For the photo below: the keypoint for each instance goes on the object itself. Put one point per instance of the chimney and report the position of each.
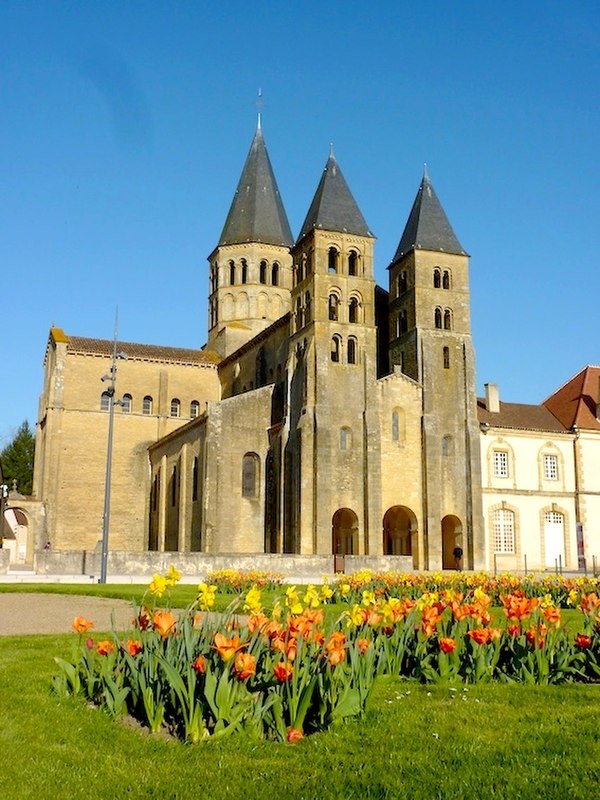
(492, 397)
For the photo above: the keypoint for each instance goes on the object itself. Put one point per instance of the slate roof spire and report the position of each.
(257, 213)
(333, 207)
(428, 227)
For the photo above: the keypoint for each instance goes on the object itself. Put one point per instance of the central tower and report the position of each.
(332, 365)
(250, 269)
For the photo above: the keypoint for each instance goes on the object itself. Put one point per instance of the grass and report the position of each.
(414, 742)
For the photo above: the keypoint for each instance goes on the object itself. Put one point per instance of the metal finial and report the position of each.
(259, 106)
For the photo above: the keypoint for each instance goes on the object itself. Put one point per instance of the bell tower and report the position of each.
(250, 269)
(430, 339)
(332, 366)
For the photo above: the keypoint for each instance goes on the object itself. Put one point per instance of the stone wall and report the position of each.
(144, 565)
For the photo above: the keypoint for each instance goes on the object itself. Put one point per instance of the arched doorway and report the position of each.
(344, 532)
(451, 537)
(16, 534)
(399, 527)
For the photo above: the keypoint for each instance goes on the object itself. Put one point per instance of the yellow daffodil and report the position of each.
(158, 585)
(253, 604)
(206, 596)
(173, 576)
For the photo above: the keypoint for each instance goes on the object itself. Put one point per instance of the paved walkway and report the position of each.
(24, 612)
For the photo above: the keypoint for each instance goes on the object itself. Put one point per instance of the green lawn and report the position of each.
(506, 741)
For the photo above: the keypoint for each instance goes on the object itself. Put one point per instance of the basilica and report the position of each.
(326, 415)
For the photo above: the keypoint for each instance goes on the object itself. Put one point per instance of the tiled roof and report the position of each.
(257, 213)
(520, 416)
(333, 207)
(428, 227)
(575, 402)
(141, 352)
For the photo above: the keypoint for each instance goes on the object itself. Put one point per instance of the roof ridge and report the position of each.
(333, 207)
(257, 213)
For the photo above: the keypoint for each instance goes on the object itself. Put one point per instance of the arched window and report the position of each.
(352, 350)
(307, 307)
(250, 469)
(308, 263)
(504, 531)
(402, 282)
(334, 302)
(335, 349)
(195, 473)
(345, 438)
(174, 479)
(352, 262)
(398, 425)
(332, 259)
(403, 320)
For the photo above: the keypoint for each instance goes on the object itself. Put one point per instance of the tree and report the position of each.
(17, 460)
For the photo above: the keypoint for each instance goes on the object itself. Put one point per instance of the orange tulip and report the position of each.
(163, 622)
(227, 648)
(105, 648)
(283, 671)
(582, 641)
(244, 666)
(481, 635)
(447, 645)
(81, 624)
(199, 665)
(134, 647)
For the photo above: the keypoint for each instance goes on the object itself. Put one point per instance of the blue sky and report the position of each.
(125, 125)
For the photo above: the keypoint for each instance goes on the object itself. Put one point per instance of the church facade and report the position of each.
(325, 415)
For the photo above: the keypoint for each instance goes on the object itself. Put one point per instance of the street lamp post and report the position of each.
(111, 377)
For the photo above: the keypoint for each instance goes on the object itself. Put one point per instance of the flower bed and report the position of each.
(285, 674)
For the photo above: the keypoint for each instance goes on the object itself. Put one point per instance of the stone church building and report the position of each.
(325, 415)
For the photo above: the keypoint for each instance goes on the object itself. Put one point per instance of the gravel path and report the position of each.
(24, 612)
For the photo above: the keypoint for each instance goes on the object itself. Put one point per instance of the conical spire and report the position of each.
(333, 207)
(428, 227)
(257, 213)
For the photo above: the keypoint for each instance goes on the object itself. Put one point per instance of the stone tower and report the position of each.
(430, 339)
(250, 269)
(332, 369)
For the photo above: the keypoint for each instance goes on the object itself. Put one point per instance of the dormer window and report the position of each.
(352, 262)
(332, 260)
(333, 307)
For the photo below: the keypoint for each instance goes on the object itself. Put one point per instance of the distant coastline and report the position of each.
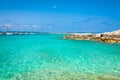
(109, 37)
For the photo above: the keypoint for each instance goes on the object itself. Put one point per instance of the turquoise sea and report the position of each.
(50, 57)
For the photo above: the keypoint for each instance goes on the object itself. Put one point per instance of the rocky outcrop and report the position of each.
(109, 37)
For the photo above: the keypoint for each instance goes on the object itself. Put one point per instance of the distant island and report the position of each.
(109, 37)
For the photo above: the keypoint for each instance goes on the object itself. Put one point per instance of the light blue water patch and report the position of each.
(26, 53)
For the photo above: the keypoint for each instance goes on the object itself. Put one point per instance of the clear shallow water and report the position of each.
(49, 57)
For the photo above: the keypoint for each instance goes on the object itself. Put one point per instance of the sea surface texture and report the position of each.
(50, 57)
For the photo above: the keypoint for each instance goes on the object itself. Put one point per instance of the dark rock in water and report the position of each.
(109, 37)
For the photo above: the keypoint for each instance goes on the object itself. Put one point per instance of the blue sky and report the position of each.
(60, 15)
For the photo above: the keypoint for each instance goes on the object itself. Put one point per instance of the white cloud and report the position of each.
(55, 6)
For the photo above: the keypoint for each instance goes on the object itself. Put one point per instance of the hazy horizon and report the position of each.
(60, 15)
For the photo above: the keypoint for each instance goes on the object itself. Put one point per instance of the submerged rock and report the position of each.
(109, 37)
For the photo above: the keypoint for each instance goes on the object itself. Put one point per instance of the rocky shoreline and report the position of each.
(108, 37)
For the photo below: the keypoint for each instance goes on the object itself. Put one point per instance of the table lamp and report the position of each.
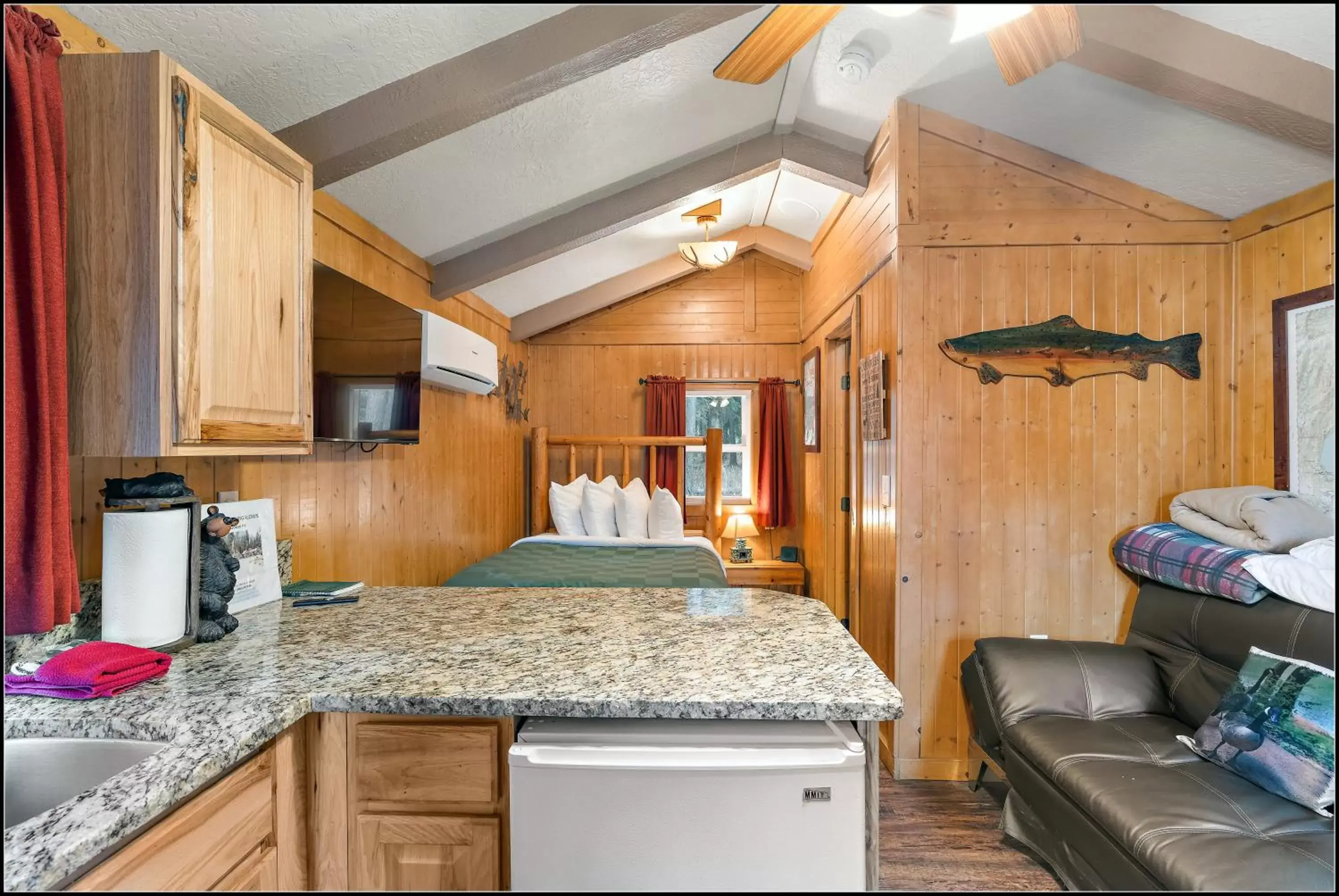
(741, 527)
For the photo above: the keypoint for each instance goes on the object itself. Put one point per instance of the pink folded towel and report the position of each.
(97, 669)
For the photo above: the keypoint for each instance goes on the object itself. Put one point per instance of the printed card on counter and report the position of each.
(252, 542)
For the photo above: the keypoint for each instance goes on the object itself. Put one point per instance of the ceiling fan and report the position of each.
(1026, 39)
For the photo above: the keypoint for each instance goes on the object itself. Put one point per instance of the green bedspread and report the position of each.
(539, 564)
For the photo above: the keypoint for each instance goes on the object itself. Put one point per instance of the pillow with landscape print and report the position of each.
(1275, 728)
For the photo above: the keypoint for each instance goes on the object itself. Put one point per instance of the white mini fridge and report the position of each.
(687, 804)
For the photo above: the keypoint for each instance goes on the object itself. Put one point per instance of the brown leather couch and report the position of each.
(1100, 785)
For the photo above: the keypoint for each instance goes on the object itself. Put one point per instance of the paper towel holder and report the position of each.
(191, 503)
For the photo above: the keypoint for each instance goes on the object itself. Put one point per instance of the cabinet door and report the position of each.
(426, 852)
(258, 874)
(243, 267)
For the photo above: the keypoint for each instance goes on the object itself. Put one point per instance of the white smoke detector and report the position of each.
(856, 63)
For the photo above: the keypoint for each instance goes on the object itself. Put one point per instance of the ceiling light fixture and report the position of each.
(896, 10)
(710, 253)
(978, 18)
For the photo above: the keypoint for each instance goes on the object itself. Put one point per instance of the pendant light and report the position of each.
(709, 253)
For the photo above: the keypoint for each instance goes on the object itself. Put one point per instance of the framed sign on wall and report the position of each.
(809, 383)
(873, 422)
(1305, 395)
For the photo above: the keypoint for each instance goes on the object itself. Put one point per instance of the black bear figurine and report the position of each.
(217, 578)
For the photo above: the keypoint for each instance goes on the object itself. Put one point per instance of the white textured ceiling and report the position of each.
(283, 63)
(1305, 30)
(790, 203)
(1133, 134)
(536, 160)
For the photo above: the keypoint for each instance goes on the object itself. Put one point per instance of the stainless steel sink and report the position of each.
(41, 773)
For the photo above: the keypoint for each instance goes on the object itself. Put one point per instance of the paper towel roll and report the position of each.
(145, 577)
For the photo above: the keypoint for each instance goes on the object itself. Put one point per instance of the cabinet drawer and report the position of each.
(201, 843)
(428, 852)
(258, 874)
(426, 763)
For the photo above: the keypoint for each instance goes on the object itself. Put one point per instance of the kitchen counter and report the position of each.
(742, 654)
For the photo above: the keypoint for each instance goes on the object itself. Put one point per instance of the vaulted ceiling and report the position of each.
(533, 152)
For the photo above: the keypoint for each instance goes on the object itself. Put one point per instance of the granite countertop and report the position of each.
(745, 654)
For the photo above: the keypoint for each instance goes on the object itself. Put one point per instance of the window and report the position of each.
(729, 411)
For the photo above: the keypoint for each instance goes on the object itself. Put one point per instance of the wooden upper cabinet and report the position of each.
(189, 268)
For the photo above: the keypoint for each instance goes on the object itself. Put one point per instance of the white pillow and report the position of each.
(1295, 581)
(566, 506)
(631, 507)
(598, 508)
(666, 518)
(1318, 554)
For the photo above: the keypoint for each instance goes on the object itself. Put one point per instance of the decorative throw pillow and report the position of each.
(631, 507)
(1295, 581)
(666, 516)
(598, 508)
(1275, 728)
(566, 507)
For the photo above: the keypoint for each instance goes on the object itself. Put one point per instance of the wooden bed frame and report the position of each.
(541, 442)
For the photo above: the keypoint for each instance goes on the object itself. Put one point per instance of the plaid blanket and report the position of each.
(1175, 556)
(536, 564)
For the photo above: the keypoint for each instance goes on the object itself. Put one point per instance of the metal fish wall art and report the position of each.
(1061, 351)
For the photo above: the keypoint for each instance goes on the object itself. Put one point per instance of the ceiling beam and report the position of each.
(793, 90)
(488, 81)
(555, 314)
(1215, 71)
(798, 153)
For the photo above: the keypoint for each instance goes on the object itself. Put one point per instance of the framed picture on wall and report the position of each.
(809, 383)
(1305, 395)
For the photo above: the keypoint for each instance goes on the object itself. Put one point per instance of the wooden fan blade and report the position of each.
(1035, 42)
(773, 43)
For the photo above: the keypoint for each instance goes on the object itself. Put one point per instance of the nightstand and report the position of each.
(778, 575)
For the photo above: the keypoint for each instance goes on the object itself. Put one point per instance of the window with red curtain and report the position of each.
(776, 504)
(42, 587)
(666, 415)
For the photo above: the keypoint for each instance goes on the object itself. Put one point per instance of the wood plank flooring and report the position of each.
(938, 835)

WORK INSTRUCTIONS:
Echo the lines starting at the line containing "curtain and report the position of each." and ending at the last line above, both included.

SOLUTION TO THIS PROBLEM:
For the photo above: the keypoint for each instance goes on the object itself. Put one point per instance of the window with red curtain and report the position of each.
(776, 504)
(42, 587)
(666, 415)
For the photo above: the keypoint for each instance goes on the object itself. Put one point per instance of the wood plank flooring and report the position of each.
(938, 835)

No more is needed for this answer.